**AVAILABLE RECORDS**.
◇ ◇ ◇ ◇
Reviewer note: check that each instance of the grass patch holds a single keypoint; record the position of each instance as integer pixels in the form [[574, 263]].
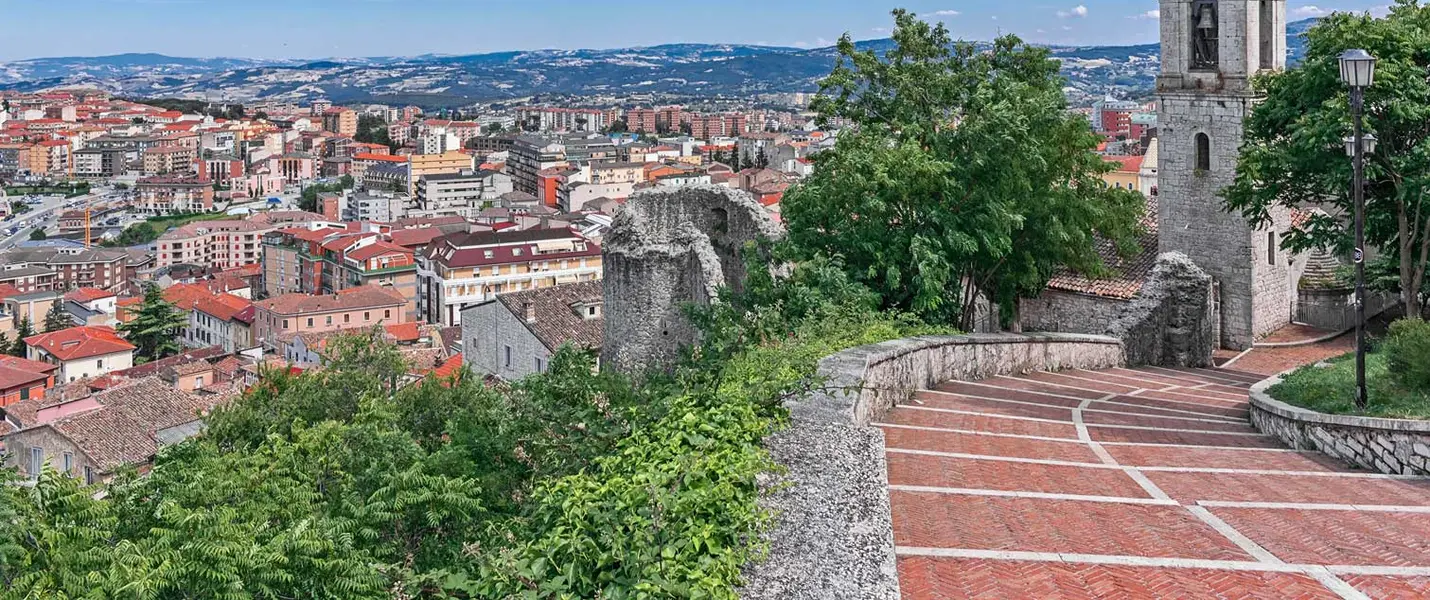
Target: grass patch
[[1333, 390]]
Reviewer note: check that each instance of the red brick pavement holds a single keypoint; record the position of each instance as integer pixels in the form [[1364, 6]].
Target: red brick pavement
[[950, 579], [1167, 440]]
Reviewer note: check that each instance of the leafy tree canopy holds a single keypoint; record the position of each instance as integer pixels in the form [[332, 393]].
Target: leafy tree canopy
[[1294, 156], [961, 175]]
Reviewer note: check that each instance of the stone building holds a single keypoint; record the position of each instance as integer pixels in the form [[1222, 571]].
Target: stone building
[[1210, 50]]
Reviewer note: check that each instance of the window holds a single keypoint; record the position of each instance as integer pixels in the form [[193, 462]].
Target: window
[[1267, 35], [1203, 152]]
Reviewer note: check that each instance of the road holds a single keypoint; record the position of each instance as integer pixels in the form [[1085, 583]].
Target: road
[[43, 216]]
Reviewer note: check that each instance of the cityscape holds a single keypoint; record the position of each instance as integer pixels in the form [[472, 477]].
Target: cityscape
[[1061, 310]]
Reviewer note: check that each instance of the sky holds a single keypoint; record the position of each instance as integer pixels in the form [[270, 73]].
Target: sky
[[311, 29]]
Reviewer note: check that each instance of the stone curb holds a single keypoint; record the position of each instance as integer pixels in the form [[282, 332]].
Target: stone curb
[[1392, 446], [832, 536]]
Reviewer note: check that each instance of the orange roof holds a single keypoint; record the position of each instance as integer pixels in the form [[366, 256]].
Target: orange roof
[[449, 369], [405, 333], [80, 342], [223, 306], [83, 295], [183, 296], [1126, 163]]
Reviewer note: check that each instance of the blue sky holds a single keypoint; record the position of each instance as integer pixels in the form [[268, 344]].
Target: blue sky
[[272, 29]]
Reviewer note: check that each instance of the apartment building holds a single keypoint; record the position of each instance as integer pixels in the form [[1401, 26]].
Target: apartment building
[[291, 315], [62, 269], [342, 122], [169, 160], [173, 195], [465, 269], [462, 193], [219, 245]]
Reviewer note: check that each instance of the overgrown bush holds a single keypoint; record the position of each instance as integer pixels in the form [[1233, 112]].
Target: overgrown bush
[[1407, 352]]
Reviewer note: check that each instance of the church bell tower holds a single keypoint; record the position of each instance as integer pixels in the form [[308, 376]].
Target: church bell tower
[[1210, 50]]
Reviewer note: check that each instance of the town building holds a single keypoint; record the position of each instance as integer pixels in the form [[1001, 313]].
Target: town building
[[516, 333], [462, 193], [219, 245], [173, 195], [82, 352], [465, 269], [306, 313], [96, 436], [1204, 96]]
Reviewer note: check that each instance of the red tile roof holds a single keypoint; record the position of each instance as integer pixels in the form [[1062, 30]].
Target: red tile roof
[[80, 342], [85, 295], [405, 333], [352, 299]]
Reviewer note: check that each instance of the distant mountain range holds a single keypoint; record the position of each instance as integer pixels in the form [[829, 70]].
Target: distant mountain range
[[454, 80]]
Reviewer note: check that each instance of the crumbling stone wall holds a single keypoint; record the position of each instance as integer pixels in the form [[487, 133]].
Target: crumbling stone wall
[[669, 246], [1170, 322]]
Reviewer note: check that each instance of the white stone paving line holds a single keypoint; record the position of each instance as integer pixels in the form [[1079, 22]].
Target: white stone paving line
[[1030, 495], [1313, 506], [1200, 417], [1074, 440], [1108, 462], [1226, 530], [1160, 563], [1018, 417]]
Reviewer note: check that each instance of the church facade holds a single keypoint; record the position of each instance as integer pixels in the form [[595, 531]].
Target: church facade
[[1210, 50]]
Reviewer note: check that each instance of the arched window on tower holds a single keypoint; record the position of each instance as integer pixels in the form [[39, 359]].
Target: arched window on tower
[[1203, 152]]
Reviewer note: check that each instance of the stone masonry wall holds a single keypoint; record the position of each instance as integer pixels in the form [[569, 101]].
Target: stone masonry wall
[[1382, 445], [671, 246], [1169, 323], [1256, 295], [832, 536]]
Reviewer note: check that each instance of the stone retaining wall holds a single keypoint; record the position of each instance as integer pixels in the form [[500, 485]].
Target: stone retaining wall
[[832, 536], [1390, 446]]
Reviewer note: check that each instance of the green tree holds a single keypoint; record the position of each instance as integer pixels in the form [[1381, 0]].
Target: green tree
[[156, 326], [1293, 155], [57, 319], [961, 176]]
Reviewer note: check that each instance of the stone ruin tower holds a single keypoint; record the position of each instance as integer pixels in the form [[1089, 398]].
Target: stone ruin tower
[[1210, 50], [669, 246]]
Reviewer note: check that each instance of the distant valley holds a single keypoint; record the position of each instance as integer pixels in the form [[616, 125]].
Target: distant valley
[[454, 80]]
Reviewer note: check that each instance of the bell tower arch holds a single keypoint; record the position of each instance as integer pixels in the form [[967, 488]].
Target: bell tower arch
[[1210, 52]]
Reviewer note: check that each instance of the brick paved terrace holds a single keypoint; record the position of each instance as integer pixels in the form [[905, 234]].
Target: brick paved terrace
[[1137, 483]]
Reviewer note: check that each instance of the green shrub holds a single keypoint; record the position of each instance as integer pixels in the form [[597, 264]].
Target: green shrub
[[1407, 352]]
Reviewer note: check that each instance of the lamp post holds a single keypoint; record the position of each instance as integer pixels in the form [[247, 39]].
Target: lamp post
[[1359, 72]]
◇ ◇ ◇ ◇
**EXERCISE OBJECTIVE**. Using the records above, set down exactly the lines from the one with "Reviewer note: check that each instance of the cityscape" through the one with "Reviewer note: check that each instance of the town", inclusive, and nothing more.

**ANSWER SECTION**.
Reviewer note: check that each instance of the cityscape holds a single keypoint; record the position of each instance as integer pixels in the form [[472, 477]].
Target: cityscape
[[1061, 310]]
Reviewer note: check that each instance of the sky holds a single keypoint; record the position of each instance as integer pixels in the form [[270, 73]].
Target: sky
[[311, 29]]
Reviewer note: check that each instance of the stone curb holds a single keypoint; record the position of each instance as integer pixels in the form [[282, 332]].
Target: stone curb
[[1392, 446], [832, 536]]
Reviewer note: check that each instance of the orange roof holds a single keypoint; record the position of each instance as integer pixels in the form [[366, 256]].
Target: orange roof
[[449, 369], [405, 333], [80, 342], [223, 306], [83, 295], [183, 296], [1126, 163]]
Reviewer note: check that each instance of the blue sky holds a single keypoint; record the position of each instance as integer pixels in the form [[268, 344]].
Target: blue sky
[[272, 29]]
Reviewer note: check that each instance of the apartment building holds a single keypoint; record the position of each instance as integer pixels in the form [[1401, 26]].
Target: apartment building
[[291, 315], [62, 269], [342, 122], [169, 160], [173, 195], [465, 269], [462, 193], [219, 245]]
Reviewer note: check that each instance of the overgrown bush holds a single keypoint; record the position of each instance as integer pixels in the form [[1233, 112]].
Target: overgrown bush
[[1407, 352]]
Reviewer note: check that each instance of the church bell tower holds a single keypoint; record the position of each instance as integer pixels in the form [[308, 376]].
Target: church bell tower
[[1210, 50]]
Reviewer note: check that each instance of the town building holds a single keypoint; record the position of each instance as integer pixels in the form [[1001, 313]].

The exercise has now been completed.